■ **Mise en pratique**:
A. Renvoyez, sans rien y changer, le passage de l'article sur la vaccination au Mali qui commence à « C’est ainsi que » et se termine à « taux de vaccination. ».
B. Prolongez l'article sur la vaccination au Mali à partir de l'endroit où il s'arrête.

C’est ainsi que ceux qui n’étaient pas dans les cibles mais décidaient volontairement de se faire vacciner n’ont pas été exclus. Non seulement ils n’étaient pas suffisamment nombreux pour créer une rupture, mais ces personnes pouvaient aussi contribuer à convaincre davantage de volontaires à accepter le principe de la vaccination, qui reste non obligatoire.
Le but visé étant une immunité collective qui ne semble pas encore à portée de main, les autorités misent sur un renforcement de la campagne de communication et la contribution de volontaires pour booster le taux de vaccination.
Le 26 avril 2021, au Jour 21 de la campagne dans les 6 communes de Bamako et au Jour 4 dans les districts de Kati et Kalabancoro, le nombre de personnes ayant reçu leur première dose s’élevait à 51 889, 29 510 hommes et 22 379 femmes.
À terme, ce sont 4 220 400 personnes, soit environ 20% de la population malienne, qui doivent recevoir leurs doses de vaccin pour atteindre une immunité collective susceptible de protéger les plus vulnérables. Un objectif bien éloigné au regard de l’évolution de la campagne.
Susciter l’engouement
« Même si notre pays décidait de vacciner maintenant tout le monde, en aurait-il les moyens ? » s’interroge un agent de santé. Une question délicate au moment où, malgré le faible enthousiasme que manifestent les populations, les besoins à couvrir restent grands. Mais la commande de nouveaux vaccins est à l’ordre du jour. « Les équipes sont à pied d’œuvre. Il y a un contact avec l’Union Africaine et des négociations sont en cours avec au moins deux firmes », assure le responsable de la communication du ministère. Une commande de nouveaux vaccins qui permettra même « un large choix » et encouragera d’autres volontaires, d’autant que le vaccin « AstraZeneca suscite désormais moins de méfiance », ajoute-t-il.

■ **Données fournies**:

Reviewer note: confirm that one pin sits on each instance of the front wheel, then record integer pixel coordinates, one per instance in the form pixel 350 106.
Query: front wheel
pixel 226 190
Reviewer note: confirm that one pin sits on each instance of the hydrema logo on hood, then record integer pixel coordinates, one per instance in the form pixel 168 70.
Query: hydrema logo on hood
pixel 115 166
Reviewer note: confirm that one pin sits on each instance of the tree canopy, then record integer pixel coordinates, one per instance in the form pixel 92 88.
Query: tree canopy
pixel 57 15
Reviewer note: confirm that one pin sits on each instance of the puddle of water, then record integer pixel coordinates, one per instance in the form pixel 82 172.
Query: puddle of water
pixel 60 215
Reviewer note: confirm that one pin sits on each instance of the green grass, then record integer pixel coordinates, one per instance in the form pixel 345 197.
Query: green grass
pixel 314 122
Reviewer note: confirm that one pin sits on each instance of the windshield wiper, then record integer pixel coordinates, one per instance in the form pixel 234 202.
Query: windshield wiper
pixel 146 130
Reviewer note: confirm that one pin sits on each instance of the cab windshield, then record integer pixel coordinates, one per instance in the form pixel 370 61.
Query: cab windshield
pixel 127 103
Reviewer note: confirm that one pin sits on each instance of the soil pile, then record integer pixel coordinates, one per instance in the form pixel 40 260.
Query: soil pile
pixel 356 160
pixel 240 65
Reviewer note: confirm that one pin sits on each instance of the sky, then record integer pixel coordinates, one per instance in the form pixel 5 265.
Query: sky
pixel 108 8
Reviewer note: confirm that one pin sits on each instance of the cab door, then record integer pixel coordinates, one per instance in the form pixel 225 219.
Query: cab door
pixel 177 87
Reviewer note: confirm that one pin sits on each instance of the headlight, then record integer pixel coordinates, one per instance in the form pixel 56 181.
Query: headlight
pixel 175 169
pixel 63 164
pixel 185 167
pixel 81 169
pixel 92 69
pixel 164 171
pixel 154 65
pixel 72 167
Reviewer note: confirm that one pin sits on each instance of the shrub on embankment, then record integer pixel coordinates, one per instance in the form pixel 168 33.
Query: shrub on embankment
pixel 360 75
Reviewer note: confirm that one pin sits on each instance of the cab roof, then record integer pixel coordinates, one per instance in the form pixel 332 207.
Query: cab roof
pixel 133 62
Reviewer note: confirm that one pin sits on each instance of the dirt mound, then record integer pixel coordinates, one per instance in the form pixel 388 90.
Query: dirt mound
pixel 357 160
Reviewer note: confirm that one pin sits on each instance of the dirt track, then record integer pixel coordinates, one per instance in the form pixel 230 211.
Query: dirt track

■ **Résultats des exercices**:
A.
C’est ainsi que ceux qui n’étaient pas dans les cibles mais décidaient volontairement de se faire vacciner n’ont pas été exclus. Non seulement ils n’étaient pas suffisamment nombreux pour créer une rupture, mais ces personnes pouvaient aussi contribuer à convaincre davantage de volontaires à accepter le principe de la vaccination, qui reste non obligatoire.
Le but visé étant une immunité collective qui ne semble pas encore à portée de main, les autorités misent sur un renforcement de la campagne de communication et la contribution de volontaires pour booster le taux de vaccination.

B.
Dans ces conditions et face à la recrudescence de la maladie, les mesures de prévention restent pour des pays comme le nôtre les meilleurs remparts. Des mesures dont l’application « pose problème », reconnaît le médecin-chef du CsRéf de la Commune V. La vaccination pourrait-elle servir d’alternative ? Non, à moins « de la rendre obligatoire », répond la spécialiste.
S’il était à 85% au Jour 14, l’objectif de vaccination des agents de santé au niveau du District n’est pas « négligeable » et s’explique pas les fortes attentes du personnel. « On était pressés de recevoir le vaccin parce que l’on côtoie le virus. On sait ce que c’est », ajoute le Dr N’Diaye.
Elle comprend que les nombreuses rumeurs autour du vaccin aient pu dissuader une grande partie de la population. Même s’il est « nécessaire, le débat autour de cet aspect a pris le dessus », déplore-t-elle.
À ce jour, sur les 51 889 vaccinations, 5 cas d’effets secondaires ont été signalés, « tous pris en charge », explique le Dr Dougoufana Bagayoko du Programme vaccination de l’UNICEF. L’organisation, qui appuie les autorités dans la lutte, mise également sur une sensibilisation accrue.
D’autant que pour certaines cibles atteindre l’objectif s’avère compliqué. « Pour les personnes vivant avec des co-morbidités, il y a deux catégories à convaincre : le malade et son entourage », affirme M. Daou. « Ajuster la communication » pour faire évoluer la vaccination de manière progressive, c’est la méthode pour laquelle ont opté les autorités. Avec pour ambition d’atteindre leur objectif et éviter que d’autres foyers de contamination naissent, compliquant encore plus la lutte.